Extract every line from the rows below that contains the string "trunk", and treat uppercase and lowercase letters as different.

### DATA LISTING
* start *

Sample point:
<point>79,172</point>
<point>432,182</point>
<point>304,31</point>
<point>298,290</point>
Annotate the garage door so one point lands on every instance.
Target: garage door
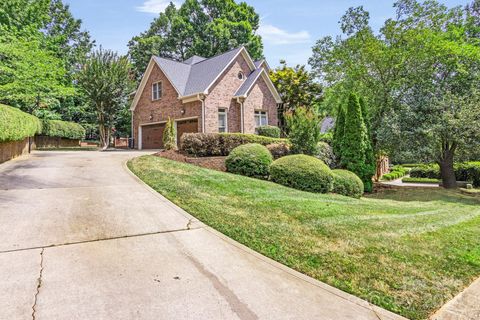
<point>152,136</point>
<point>186,126</point>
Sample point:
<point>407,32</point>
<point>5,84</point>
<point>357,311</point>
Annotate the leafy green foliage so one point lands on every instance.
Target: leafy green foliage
<point>302,172</point>
<point>170,135</point>
<point>420,76</point>
<point>269,131</point>
<point>297,87</point>
<point>252,160</point>
<point>41,45</point>
<point>468,171</point>
<point>105,81</point>
<point>31,77</point>
<point>347,183</point>
<point>62,129</point>
<point>304,131</point>
<point>220,144</point>
<point>199,27</point>
<point>420,180</point>
<point>325,153</point>
<point>17,125</point>
<point>279,149</point>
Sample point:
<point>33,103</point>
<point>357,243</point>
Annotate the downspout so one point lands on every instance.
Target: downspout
<point>242,121</point>
<point>202,98</point>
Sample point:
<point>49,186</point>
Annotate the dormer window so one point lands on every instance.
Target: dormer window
<point>156,91</point>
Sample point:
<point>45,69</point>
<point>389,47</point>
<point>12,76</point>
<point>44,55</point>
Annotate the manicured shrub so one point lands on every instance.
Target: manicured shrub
<point>220,144</point>
<point>431,171</point>
<point>304,130</point>
<point>325,153</point>
<point>251,160</point>
<point>269,131</point>
<point>170,135</point>
<point>302,172</point>
<point>347,183</point>
<point>62,129</point>
<point>17,125</point>
<point>279,150</point>
<point>396,173</point>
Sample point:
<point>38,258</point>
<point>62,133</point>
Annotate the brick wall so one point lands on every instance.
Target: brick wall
<point>13,149</point>
<point>221,96</point>
<point>260,98</point>
<point>148,111</point>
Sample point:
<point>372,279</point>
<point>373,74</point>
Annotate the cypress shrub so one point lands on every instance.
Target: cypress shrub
<point>17,125</point>
<point>354,146</point>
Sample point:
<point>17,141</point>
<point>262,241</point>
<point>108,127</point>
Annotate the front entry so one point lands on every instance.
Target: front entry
<point>186,126</point>
<point>152,136</point>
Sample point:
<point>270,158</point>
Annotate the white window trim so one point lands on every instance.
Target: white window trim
<point>161,90</point>
<point>266,116</point>
<point>226,119</point>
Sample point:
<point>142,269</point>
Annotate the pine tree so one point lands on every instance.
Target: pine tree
<point>355,142</point>
<point>339,132</point>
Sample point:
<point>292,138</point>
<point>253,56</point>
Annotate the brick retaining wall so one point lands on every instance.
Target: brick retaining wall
<point>13,149</point>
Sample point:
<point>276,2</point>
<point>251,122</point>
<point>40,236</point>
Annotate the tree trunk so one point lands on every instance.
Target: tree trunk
<point>447,172</point>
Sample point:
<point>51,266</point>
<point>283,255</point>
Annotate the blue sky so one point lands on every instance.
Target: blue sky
<point>289,28</point>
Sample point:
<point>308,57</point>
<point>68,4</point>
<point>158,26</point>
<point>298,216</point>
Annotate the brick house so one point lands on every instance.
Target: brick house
<point>227,93</point>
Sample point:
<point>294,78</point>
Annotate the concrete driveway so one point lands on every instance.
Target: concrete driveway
<point>81,238</point>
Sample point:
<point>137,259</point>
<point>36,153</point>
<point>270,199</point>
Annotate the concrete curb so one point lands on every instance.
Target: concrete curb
<point>464,298</point>
<point>380,312</point>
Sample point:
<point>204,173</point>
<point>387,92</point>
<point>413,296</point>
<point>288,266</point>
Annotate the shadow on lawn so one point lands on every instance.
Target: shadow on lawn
<point>425,195</point>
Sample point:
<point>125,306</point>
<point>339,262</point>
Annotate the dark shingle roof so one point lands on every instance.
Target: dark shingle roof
<point>196,74</point>
<point>243,90</point>
<point>194,60</point>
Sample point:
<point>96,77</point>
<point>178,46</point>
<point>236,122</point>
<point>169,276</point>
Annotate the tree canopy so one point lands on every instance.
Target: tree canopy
<point>198,27</point>
<point>419,75</point>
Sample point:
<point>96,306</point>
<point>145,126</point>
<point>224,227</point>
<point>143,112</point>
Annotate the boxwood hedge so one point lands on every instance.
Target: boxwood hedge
<point>220,144</point>
<point>62,129</point>
<point>347,183</point>
<point>251,160</point>
<point>269,131</point>
<point>17,125</point>
<point>302,172</point>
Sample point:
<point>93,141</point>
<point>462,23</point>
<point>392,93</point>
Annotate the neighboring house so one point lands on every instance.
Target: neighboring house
<point>226,93</point>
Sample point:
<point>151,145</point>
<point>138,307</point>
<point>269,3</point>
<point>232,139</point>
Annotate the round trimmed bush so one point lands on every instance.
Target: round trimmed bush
<point>347,183</point>
<point>251,160</point>
<point>302,172</point>
<point>269,131</point>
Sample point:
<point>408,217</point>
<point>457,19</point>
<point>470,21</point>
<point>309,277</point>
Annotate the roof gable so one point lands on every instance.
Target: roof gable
<point>252,79</point>
<point>197,75</point>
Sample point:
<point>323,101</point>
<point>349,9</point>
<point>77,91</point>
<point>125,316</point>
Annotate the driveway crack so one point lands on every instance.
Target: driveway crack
<point>39,284</point>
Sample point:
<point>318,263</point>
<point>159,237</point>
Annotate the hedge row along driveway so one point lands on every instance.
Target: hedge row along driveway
<point>408,251</point>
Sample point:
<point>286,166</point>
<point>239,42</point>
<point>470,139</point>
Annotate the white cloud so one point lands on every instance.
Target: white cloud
<point>277,36</point>
<point>155,6</point>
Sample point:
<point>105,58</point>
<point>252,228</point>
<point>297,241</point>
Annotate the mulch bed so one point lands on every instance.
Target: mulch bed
<point>214,163</point>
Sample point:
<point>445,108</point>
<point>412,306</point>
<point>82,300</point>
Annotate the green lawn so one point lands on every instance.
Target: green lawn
<point>408,251</point>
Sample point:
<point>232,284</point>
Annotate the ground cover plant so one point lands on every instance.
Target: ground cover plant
<point>406,250</point>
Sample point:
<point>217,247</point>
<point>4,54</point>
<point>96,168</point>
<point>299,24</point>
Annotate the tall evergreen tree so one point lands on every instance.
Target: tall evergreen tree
<point>370,160</point>
<point>355,142</point>
<point>339,132</point>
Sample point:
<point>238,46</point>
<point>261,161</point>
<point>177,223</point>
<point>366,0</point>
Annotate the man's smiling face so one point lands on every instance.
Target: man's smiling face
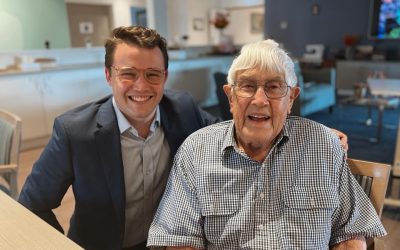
<point>259,119</point>
<point>137,100</point>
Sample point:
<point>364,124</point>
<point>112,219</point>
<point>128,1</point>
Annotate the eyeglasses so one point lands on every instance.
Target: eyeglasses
<point>131,74</point>
<point>273,89</point>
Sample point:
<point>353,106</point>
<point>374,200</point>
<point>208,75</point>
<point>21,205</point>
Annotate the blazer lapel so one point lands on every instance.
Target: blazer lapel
<point>109,149</point>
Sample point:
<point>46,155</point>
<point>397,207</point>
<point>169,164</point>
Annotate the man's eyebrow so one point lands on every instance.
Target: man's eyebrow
<point>253,78</point>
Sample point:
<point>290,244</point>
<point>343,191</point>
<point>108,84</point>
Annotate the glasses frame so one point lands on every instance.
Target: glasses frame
<point>142,72</point>
<point>235,86</point>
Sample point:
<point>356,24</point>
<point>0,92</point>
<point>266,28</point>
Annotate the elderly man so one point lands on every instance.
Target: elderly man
<point>265,180</point>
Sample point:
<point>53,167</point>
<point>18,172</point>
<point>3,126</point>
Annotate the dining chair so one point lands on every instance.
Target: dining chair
<point>373,177</point>
<point>10,140</point>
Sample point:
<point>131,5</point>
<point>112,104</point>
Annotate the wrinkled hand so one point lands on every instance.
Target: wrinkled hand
<point>343,139</point>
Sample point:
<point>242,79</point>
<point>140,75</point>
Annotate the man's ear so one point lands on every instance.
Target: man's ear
<point>228,92</point>
<point>294,93</point>
<point>107,72</point>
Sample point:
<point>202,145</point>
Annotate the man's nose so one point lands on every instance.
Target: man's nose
<point>260,96</point>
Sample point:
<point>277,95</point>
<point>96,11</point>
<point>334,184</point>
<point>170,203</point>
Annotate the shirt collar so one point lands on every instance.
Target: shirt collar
<point>124,124</point>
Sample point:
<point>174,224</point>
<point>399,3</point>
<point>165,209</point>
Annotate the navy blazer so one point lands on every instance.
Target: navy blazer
<point>85,151</point>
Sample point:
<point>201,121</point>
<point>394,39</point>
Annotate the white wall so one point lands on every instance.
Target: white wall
<point>174,18</point>
<point>120,9</point>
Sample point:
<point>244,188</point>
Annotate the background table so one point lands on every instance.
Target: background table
<point>21,229</point>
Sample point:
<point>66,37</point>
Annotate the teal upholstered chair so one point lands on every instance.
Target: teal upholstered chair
<point>223,103</point>
<point>10,138</point>
<point>317,90</point>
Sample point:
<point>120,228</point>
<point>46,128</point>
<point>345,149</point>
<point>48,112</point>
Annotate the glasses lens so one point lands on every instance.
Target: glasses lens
<point>127,75</point>
<point>275,89</point>
<point>246,88</point>
<point>272,89</point>
<point>154,76</point>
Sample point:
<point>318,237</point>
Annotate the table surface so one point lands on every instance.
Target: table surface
<point>21,229</point>
<point>387,102</point>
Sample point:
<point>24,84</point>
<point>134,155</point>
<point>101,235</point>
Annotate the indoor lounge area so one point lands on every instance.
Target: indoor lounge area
<point>346,58</point>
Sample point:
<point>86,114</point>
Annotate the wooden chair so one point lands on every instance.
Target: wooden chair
<point>373,178</point>
<point>10,140</point>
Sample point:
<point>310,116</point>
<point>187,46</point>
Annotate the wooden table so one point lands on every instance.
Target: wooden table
<point>21,229</point>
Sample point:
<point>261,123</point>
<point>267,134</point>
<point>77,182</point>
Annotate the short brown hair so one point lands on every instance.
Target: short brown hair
<point>135,35</point>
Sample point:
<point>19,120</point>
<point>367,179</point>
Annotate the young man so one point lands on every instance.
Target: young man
<point>264,180</point>
<point>116,152</point>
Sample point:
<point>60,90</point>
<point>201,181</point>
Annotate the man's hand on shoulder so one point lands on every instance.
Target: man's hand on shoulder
<point>356,243</point>
<point>343,139</point>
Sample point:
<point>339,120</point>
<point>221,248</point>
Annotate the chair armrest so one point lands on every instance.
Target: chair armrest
<point>7,168</point>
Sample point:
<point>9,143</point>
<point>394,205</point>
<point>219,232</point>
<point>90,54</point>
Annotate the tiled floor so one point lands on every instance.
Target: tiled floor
<point>390,218</point>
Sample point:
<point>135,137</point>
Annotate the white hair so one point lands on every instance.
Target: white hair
<point>264,55</point>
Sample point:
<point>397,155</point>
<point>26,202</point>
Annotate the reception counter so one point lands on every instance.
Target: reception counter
<point>21,229</point>
<point>77,76</point>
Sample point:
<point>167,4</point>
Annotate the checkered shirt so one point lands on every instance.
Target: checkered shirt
<point>302,196</point>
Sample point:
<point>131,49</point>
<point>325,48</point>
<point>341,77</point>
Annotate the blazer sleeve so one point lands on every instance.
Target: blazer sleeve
<point>50,178</point>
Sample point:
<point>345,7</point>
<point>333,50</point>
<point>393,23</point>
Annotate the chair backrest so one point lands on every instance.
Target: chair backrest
<point>220,81</point>
<point>373,178</point>
<point>10,141</point>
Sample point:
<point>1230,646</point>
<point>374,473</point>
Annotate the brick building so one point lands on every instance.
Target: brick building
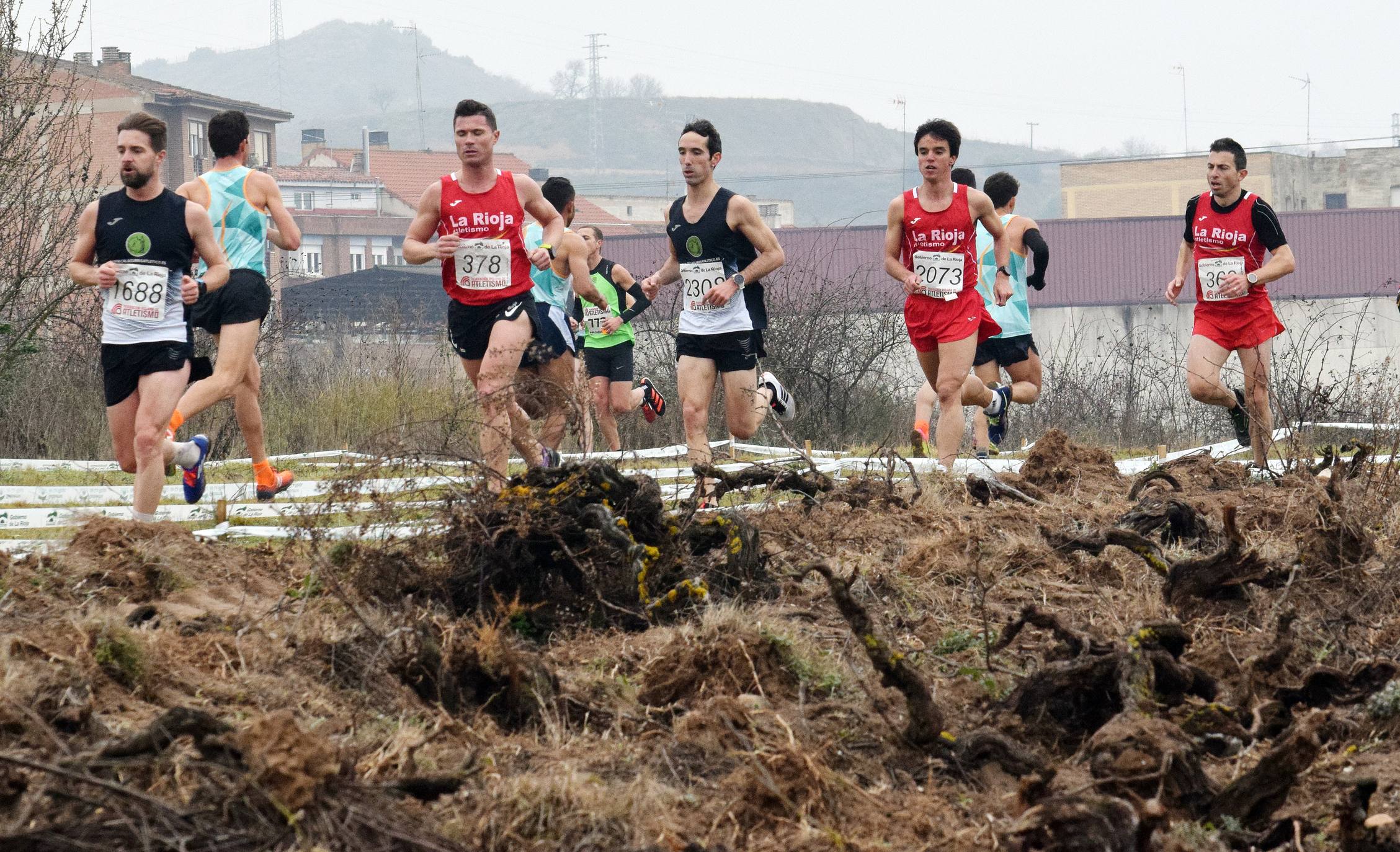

* end *

### WRITTEN SOLUTION
Annotate the tree trunk so one point lands on every instance.
Target: tree trunk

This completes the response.